Aim of the exercise.
Exactly retype the opening line of the entries and every line after it, ending with the line that contains "Object class to annotate: arched doorway". Skip all pictures.

(Source records)
※ ※ ※

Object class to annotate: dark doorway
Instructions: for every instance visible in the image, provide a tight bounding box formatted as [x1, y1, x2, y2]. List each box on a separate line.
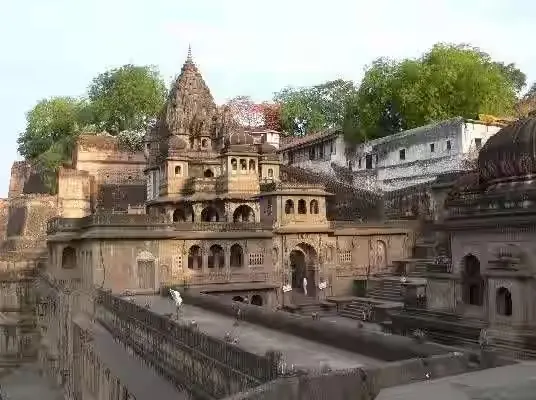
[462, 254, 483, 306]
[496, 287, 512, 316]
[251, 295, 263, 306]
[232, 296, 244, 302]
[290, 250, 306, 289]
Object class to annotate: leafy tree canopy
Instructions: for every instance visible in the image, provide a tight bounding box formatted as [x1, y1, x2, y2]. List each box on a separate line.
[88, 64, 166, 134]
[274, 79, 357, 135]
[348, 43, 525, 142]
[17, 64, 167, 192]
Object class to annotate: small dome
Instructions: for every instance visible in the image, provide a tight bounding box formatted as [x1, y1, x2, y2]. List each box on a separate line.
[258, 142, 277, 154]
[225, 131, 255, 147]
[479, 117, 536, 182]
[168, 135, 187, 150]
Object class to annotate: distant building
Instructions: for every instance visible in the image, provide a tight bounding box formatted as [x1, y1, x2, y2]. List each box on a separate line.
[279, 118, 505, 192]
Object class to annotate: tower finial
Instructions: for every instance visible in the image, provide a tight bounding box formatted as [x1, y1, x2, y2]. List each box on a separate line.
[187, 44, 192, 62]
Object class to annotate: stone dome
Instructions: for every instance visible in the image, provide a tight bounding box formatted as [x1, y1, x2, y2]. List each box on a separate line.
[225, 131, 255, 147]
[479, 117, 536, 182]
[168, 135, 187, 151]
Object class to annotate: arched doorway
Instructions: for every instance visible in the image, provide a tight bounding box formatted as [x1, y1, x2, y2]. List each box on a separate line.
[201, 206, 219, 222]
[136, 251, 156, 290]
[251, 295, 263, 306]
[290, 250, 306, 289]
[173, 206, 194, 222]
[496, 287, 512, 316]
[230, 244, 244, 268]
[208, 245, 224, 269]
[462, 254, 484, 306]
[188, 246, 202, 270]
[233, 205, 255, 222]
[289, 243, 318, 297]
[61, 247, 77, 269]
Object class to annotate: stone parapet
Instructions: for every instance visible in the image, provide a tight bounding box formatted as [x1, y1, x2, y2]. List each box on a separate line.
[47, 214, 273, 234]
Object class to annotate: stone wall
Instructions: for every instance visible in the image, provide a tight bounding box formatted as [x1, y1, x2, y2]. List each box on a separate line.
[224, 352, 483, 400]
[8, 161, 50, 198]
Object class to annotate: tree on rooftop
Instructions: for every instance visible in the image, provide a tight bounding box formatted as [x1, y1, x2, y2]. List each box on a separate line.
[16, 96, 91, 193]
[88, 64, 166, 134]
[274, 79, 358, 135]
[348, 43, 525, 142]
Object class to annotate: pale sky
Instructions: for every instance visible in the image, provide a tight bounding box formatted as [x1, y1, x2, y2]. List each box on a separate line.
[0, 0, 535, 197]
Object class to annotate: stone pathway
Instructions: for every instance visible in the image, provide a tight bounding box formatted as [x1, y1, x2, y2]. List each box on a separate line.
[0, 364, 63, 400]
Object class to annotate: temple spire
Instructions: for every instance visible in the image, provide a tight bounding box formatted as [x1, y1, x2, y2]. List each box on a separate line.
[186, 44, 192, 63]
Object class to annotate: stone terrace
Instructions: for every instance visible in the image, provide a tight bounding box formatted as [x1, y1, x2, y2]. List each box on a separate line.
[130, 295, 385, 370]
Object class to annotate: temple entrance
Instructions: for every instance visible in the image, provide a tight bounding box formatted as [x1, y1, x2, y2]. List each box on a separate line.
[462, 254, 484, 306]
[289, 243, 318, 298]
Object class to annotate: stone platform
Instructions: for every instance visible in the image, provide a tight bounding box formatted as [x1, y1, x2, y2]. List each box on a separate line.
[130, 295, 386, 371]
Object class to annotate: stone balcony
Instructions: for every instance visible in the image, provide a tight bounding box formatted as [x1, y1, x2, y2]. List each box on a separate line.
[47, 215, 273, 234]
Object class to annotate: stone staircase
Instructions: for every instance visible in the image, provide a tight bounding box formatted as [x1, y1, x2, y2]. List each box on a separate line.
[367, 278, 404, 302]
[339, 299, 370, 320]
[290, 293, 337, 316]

※ ※ ※

Final answer.
Object class to annotate: dark doorway
Instructions: for every instance visible in the image, provide a tight bounding box formatted as [x1, y1, x2, y2]. List each box on a separate line.
[462, 254, 483, 306]
[496, 287, 512, 316]
[251, 295, 263, 306]
[232, 296, 244, 302]
[290, 250, 306, 289]
Object class to annotate: leafy tree canopy
Instructions: for every instance visible in the image, provide a tight bounding box formatted as [x1, y1, x2, y2]. List each box on a separate line.
[88, 64, 166, 134]
[274, 79, 357, 135]
[348, 43, 525, 142]
[17, 64, 167, 192]
Object class to annotate: small dome
Instructions: for every instance visible in the image, provide a tight bounding box formatted as [x1, y1, x2, y2]. List each box on a separate line.
[258, 142, 277, 154]
[225, 131, 255, 147]
[479, 117, 536, 182]
[168, 135, 187, 150]
Object class to annotate: distant building
Instructions: for every instance visible in the image, provide a tight bounding box formatted as [x1, y1, x2, y2]. List each box on a separate line.
[279, 118, 505, 192]
Object class to annotate: tower finial
Instructions: for every instance visible in the image, provide a tight bounding box formatted as [x1, y1, x2, y2]. List each box on a separate line.
[187, 44, 192, 62]
Object class to annotate: stone dome
Instructions: for every instance visible in the image, provide a tight bounding box formatted as [x1, y1, x2, y2]. List each box on a separate line.
[225, 131, 255, 147]
[479, 117, 536, 182]
[168, 135, 187, 151]
Object class to annotate: arched doorway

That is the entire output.